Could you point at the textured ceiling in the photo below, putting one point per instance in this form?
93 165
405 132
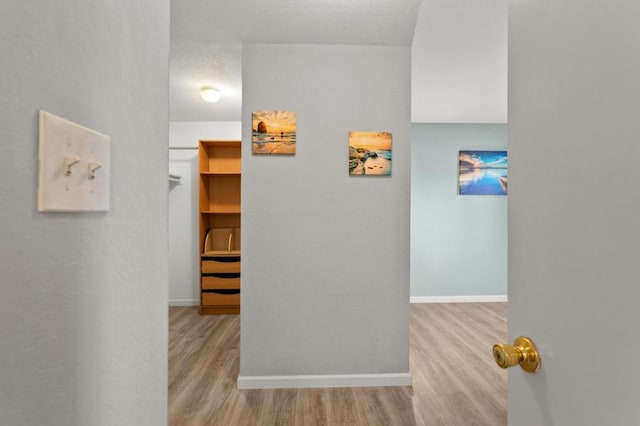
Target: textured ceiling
207 37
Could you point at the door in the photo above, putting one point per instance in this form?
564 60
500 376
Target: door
574 210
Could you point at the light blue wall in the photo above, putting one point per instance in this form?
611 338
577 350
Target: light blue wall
458 243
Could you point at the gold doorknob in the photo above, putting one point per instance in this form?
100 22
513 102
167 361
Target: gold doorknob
523 352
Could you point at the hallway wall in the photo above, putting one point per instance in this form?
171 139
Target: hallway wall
325 266
83 305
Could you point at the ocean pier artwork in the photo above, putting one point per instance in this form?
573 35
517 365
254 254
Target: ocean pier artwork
273 133
370 153
482 172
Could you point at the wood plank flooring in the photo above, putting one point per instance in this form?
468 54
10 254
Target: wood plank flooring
455 380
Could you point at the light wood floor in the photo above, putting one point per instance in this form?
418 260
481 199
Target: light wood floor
455 380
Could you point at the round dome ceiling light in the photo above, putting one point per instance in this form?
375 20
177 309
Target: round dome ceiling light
210 93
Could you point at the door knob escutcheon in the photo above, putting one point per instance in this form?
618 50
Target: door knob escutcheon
523 352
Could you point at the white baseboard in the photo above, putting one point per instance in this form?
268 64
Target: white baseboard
324 381
184 302
457 299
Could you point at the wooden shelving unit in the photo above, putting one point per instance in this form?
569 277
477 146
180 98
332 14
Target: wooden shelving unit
219 195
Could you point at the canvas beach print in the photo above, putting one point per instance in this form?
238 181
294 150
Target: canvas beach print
274 133
482 173
370 153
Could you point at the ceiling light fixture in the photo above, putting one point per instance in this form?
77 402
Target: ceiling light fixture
210 93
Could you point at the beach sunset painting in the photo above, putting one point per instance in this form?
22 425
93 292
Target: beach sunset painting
370 153
274 133
482 173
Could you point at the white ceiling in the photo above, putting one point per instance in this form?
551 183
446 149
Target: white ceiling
207 37
459 50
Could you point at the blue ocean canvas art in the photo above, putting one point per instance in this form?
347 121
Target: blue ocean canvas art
482 173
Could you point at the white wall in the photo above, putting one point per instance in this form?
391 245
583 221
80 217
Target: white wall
574 102
184 275
458 243
325 264
459 62
83 306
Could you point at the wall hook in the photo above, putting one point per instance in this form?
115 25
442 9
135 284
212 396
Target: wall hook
93 166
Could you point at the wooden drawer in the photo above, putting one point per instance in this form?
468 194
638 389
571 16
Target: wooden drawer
220 299
212 266
220 283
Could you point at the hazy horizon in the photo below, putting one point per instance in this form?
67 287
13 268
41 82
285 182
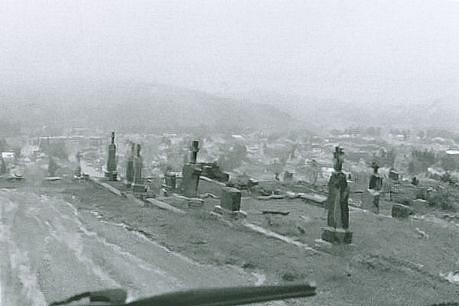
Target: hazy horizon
354 51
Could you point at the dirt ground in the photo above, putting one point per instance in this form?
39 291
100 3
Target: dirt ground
388 263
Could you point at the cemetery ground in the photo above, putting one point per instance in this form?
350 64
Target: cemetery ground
390 262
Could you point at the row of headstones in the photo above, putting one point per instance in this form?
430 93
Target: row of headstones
134 166
337 230
191 172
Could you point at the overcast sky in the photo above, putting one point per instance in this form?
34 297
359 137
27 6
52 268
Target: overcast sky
363 51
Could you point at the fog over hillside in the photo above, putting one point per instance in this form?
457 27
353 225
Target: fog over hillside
132 106
319 113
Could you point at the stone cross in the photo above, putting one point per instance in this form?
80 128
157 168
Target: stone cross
337 230
3 168
111 173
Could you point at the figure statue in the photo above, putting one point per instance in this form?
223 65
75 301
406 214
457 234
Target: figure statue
375 187
337 203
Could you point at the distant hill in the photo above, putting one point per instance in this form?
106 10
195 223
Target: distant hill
131 107
323 114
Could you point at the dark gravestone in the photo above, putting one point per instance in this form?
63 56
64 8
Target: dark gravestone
373 193
138 185
337 230
190 180
191 173
130 166
77 172
110 172
3 168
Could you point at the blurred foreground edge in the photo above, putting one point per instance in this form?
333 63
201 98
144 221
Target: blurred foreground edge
199 297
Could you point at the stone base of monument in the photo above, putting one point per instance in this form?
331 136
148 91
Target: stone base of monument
226 213
111 176
139 190
370 200
401 211
337 236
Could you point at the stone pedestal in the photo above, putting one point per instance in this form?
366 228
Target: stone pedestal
336 235
170 181
371 200
337 230
190 180
401 211
230 204
231 199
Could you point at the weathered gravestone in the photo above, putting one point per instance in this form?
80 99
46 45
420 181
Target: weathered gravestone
373 193
77 173
3 168
191 173
138 184
130 166
337 230
230 203
111 173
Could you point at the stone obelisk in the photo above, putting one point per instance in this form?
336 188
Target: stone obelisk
337 230
138 185
130 166
191 173
111 173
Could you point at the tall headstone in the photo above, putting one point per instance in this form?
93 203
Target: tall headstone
130 166
52 167
337 230
3 168
373 193
77 172
191 173
138 185
110 172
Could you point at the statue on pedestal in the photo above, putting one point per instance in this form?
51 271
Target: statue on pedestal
138 185
111 173
337 230
374 188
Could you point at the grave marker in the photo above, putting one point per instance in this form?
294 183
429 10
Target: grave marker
337 230
110 172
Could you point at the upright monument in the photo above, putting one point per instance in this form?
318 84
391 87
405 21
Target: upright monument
77 173
138 185
373 192
110 172
337 230
191 173
3 168
130 166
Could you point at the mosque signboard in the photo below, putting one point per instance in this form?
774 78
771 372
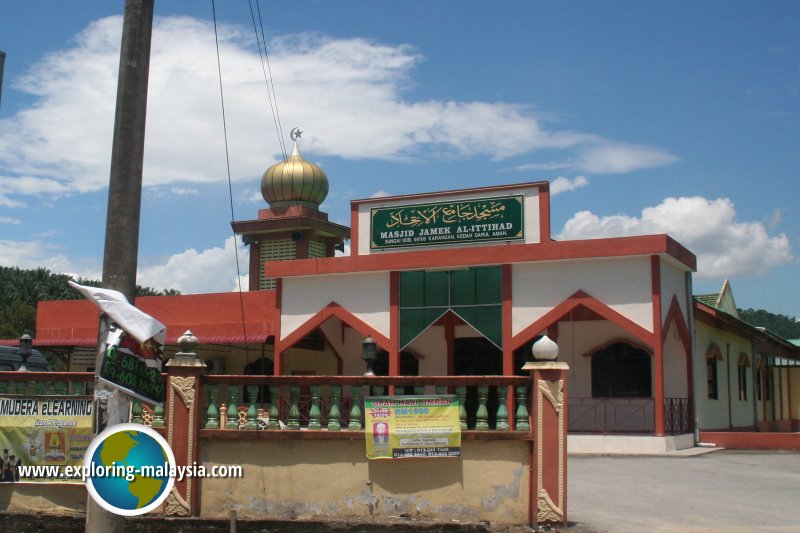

■ ■ ■ ■

EXERCISE REQUIREMENTS =>
Starting at the line with "Could you point at the dark" and running through the end of the records, write those lines out again with "gravestone" swapped for "tombstone" and nothing else changed. Leave the pictures out of your answer.

ANSWER TO THIS EXERCISE =>
Could you point at the dark tombstone in the photo above, putting one point per instance in this form?
63 56
64 8
Target: dark tombstone
373 193
138 185
337 230
190 180
191 173
130 166
77 172
110 172
3 168
Could you point at the blurred foreground edge in the photo above, putting one point per instance in this form?
333 63
201 98
144 221
Target: blurred foreground edge
199 297
Could you point at the stone base of monument in the photo above, putting one point per instance in this form?
331 136
148 91
Target: stone base of monument
226 213
111 176
139 190
370 200
401 211
337 236
Could you point at the stone pedestal in the photo above, putting one point per instance in this form?
366 228
Target: stone pedestal
336 235
170 181
371 200
337 230
190 180
401 211
230 204
231 199
Could you point at the weathered tombstone in the photo above, putting one point per instance in this form?
80 99
46 45
420 181
Target: weathered tombstone
373 193
77 173
3 168
191 173
138 184
130 166
337 230
230 203
111 173
Could you point at the stone obelisk in the photo above, putting one point per instance in this form?
336 188
Target: stone obelisk
337 230
138 185
130 166
191 173
111 173
Could you point at the tall headstone in the photo above, putting one point per instance in this form?
93 203
Target: tall headstone
130 166
52 167
337 230
3 168
373 193
77 172
191 173
138 185
110 172
Could you point at the statue on pedestal in the photo above, putting one point per instance in this form?
51 271
Target: statue on pedestal
138 185
111 173
337 230
374 188
Could you point at the grave marker in the photo above, putting one point per instance in this form?
294 183
429 10
Target: grave marker
337 230
110 172
Could you point at the upright monument in the photo above, putting one point per instance in this form?
318 84
391 87
405 21
Target: upright monument
77 173
138 185
373 192
110 172
337 230
191 173
3 168
130 166
Could you point at the mosque signboard in the photo below, putting one point per instance in this form?
774 78
771 372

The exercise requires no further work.